A public land of a country is held in trust for the people of the whole country[i].  Congress determines how that trust must be administered.  Public lands are such lands subject to sale or other disposal under general laws, excluding those to which any claims or rights of others are attached.  The Federal Land Policy and Management Act (FLPMA) require an authorized person to prepare and maintain an inventory of all public lands[ii].

It is to be noted that the Supreme Court of the U.S. recognized that exclusive jurisdiction can be acquired with the consent of the state legislature by cession.  If a land is adopted by the U.S. for its grant, then the grant cannot be collaterally impeached.  However, property rights that vested prior to the cession of the land will be protected, even if the U.S. claims the granted land for purposes of national defense.  It was observed in Stockard v. McGary, 120 Tenn. 180 (Tenn. 1907) that an entry is not indispensably necessary to the validity of a grant.  It was also found that neither entry nor survey is necessary to the validity of a grant.

A confirmation of title protects only the asserted claim and does not recognize the validity of the whole grant, even if the claimed land is less than that covered in the original grant.  It is to be noted that a confirmation in the name of the original grantee, divesting the legal title of the U.S. is binding on the government and on the assignees[iii].  A grant may be made by a law, as well as a patent pursuant to a law.  It is to be noted that a patent is an instrument by which the U.S. conveys title to public lands.  Until the patent issues, the fee of the land is in the U.S.[iv].

▶ _Dataset extract_
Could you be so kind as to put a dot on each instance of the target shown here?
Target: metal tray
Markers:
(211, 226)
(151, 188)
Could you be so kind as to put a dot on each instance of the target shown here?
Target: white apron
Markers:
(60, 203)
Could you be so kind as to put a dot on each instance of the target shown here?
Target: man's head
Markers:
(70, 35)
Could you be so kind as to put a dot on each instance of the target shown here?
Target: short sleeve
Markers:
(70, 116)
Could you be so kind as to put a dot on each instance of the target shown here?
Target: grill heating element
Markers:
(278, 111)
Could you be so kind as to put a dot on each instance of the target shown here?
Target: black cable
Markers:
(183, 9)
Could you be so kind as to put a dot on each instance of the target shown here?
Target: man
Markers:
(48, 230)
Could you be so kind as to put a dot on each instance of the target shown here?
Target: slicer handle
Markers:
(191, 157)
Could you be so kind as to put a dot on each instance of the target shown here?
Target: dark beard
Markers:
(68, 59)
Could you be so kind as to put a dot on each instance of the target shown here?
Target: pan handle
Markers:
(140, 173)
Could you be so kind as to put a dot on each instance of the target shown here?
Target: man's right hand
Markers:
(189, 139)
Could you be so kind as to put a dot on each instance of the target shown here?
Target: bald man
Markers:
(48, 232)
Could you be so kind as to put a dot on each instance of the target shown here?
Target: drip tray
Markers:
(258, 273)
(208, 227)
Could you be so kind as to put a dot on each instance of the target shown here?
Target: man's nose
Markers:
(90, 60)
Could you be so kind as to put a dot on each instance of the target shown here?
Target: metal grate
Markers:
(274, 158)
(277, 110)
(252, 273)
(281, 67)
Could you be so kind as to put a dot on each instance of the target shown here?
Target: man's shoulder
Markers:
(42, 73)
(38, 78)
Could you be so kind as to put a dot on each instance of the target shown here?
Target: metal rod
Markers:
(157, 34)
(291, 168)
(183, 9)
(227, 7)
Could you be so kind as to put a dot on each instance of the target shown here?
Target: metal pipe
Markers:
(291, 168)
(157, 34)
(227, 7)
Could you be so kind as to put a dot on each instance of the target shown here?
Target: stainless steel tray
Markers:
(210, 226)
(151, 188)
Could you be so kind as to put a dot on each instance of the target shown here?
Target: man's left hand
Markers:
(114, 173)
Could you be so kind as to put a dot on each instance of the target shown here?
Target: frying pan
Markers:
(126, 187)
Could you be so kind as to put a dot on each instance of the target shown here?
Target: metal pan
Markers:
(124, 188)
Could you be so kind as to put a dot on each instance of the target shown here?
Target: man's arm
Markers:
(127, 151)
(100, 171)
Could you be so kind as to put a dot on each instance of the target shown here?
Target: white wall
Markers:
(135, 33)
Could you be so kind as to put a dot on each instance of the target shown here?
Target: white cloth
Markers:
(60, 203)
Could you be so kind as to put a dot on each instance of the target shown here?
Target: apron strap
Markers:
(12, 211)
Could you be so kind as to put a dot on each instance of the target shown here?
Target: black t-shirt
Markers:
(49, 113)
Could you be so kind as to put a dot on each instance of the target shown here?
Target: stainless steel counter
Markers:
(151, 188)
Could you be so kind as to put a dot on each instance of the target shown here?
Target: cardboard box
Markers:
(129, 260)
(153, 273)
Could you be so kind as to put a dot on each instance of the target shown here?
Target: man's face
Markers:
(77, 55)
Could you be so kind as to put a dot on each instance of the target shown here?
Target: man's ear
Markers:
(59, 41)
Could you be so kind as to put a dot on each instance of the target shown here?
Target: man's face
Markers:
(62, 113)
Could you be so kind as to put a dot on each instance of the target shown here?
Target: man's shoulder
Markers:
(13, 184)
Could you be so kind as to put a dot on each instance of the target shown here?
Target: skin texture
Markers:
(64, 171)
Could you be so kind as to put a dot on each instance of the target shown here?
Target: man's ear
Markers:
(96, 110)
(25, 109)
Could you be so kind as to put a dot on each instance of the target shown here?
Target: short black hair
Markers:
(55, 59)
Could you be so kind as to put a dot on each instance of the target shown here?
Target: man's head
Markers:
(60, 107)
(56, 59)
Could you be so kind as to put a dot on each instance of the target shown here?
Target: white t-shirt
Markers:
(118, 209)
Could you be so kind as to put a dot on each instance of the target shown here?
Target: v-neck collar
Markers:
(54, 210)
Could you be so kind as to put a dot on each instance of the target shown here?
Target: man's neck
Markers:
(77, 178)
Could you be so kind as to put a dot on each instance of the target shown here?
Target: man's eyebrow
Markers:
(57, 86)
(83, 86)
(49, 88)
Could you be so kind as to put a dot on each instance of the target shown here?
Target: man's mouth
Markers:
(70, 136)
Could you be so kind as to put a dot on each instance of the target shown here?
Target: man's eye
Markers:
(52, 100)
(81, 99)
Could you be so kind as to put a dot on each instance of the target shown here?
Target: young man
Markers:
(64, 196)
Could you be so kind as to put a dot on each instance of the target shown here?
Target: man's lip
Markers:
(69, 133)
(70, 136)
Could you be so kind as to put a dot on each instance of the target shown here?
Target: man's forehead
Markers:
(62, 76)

▶ _Task prompt_
In the passage on public lands, what is a patent?

▶ _Answer to the task_
An instrument by which the U.S. conveys title to public lands.